_Prompt_
Copy every one of the entries below word for word, keeping each line as it appears.

_Data in this exercise_
>>>>>

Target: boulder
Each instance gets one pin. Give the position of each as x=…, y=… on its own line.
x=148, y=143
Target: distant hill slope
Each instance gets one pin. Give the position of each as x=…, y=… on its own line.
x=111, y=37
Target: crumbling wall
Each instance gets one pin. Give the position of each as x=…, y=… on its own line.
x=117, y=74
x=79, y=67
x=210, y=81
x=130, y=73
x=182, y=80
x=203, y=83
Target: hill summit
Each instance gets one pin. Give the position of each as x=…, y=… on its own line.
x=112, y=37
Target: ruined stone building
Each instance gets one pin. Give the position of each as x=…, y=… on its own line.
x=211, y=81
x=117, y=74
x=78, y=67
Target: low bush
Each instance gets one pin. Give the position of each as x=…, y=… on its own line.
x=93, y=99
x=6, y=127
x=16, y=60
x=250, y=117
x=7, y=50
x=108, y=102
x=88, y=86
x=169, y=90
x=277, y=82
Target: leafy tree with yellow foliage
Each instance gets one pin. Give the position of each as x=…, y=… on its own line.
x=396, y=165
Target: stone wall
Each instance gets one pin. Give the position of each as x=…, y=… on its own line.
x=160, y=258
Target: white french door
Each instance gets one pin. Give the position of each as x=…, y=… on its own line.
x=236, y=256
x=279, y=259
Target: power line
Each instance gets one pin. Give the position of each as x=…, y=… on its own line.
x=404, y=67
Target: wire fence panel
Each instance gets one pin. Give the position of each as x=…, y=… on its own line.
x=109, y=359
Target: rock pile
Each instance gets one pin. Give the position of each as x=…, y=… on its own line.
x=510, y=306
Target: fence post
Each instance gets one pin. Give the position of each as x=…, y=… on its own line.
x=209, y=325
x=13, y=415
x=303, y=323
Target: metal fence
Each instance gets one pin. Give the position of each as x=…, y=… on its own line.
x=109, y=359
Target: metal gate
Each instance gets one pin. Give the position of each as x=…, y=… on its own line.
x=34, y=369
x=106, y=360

<<<<<

_Written response_
Target: boulder
Each instance gets one pin. Give the position of each as x=…, y=… on its own line.
x=148, y=143
Target: distant hill slope
Each instance gets one pin. Give the position of each as x=…, y=… on its own line.
x=111, y=37
Target: crumbling wall
Each instance gets one pin. Give the position of each as x=…, y=… on its own line.
x=117, y=74
x=79, y=67
x=210, y=81
x=130, y=73
x=182, y=80
x=203, y=83
Target: hill summit
Each instance gets one pin. Give the position of each as x=…, y=… on its own line.
x=112, y=37
Target: ruined stone building
Each instance gets one pin. Give the position of each as x=…, y=… on its own line.
x=211, y=81
x=117, y=74
x=78, y=67
Target: low bush
Each instance gets one pin. Give the position of each as x=…, y=… on its own line.
x=93, y=99
x=6, y=127
x=16, y=60
x=250, y=117
x=7, y=50
x=108, y=102
x=88, y=86
x=169, y=90
x=277, y=82
Target: leafy tree with yellow foliage
Each instance gets one pin. Give the position of each as x=…, y=… on its own line.
x=396, y=165
Target: stone wall
Each instance gets one pin. Give the position of each as x=…, y=… on its own line.
x=160, y=258
Target: white french door
Each instance gets one pin. Give the position of each as x=…, y=… on its own line.
x=236, y=256
x=279, y=259
Target: power line
Each instance gets one pin. Give the position of each as x=…, y=… on its own line.
x=404, y=67
Target: wire fence panel
Each instance gets one pin. Give the position of each as x=…, y=… on its own line.
x=109, y=359
Target: rock pile
Each instance gets one pin. Give the position of each as x=…, y=… on its own line.
x=510, y=306
Target: fence post
Each instance gets one pin. Give the position of each as x=…, y=… on its own line.
x=209, y=325
x=13, y=415
x=303, y=323
Target: metal fence
Each instance gets one pin. Give the position of each as x=…, y=… on its own line.
x=109, y=359
Target: metal gate
Each instance gets one pin. Give the position of each as x=…, y=… on its own line.
x=34, y=369
x=106, y=360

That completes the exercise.